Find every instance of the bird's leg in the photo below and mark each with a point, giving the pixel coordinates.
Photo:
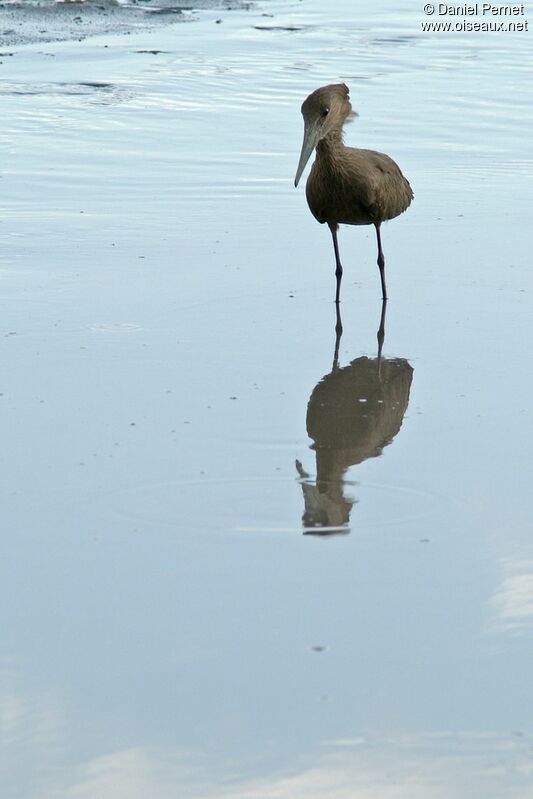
(381, 262)
(338, 334)
(381, 329)
(338, 266)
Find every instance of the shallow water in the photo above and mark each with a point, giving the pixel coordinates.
(197, 602)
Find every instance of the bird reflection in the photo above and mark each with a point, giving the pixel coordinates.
(353, 413)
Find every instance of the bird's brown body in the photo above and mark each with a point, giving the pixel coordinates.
(347, 185)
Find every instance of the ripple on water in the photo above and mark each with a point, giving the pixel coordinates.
(254, 505)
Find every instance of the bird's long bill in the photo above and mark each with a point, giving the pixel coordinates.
(308, 145)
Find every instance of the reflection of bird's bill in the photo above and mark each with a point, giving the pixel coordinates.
(327, 510)
(325, 531)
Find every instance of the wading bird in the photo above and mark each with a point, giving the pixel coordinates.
(347, 185)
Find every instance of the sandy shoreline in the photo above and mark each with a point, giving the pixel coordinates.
(30, 23)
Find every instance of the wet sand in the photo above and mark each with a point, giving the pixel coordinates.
(175, 443)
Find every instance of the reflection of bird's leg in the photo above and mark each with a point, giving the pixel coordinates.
(381, 329)
(338, 334)
(381, 262)
(338, 266)
(301, 471)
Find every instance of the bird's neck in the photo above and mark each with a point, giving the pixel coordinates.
(328, 147)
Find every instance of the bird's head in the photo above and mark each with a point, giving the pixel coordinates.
(324, 110)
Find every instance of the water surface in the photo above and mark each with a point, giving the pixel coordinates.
(171, 625)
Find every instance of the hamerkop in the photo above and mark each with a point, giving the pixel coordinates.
(347, 186)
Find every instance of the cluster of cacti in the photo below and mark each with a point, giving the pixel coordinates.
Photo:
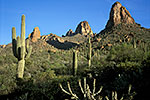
==================================================
Your answer must consist of every line from the listing that holds the string "below".

Find every instance of the bird's leg in the photo below and mark each with a point, giving the pixel coordinates.
Find every instance of the cluster of cacti in the photo below and mark each with a point, giving the pixel coordinates.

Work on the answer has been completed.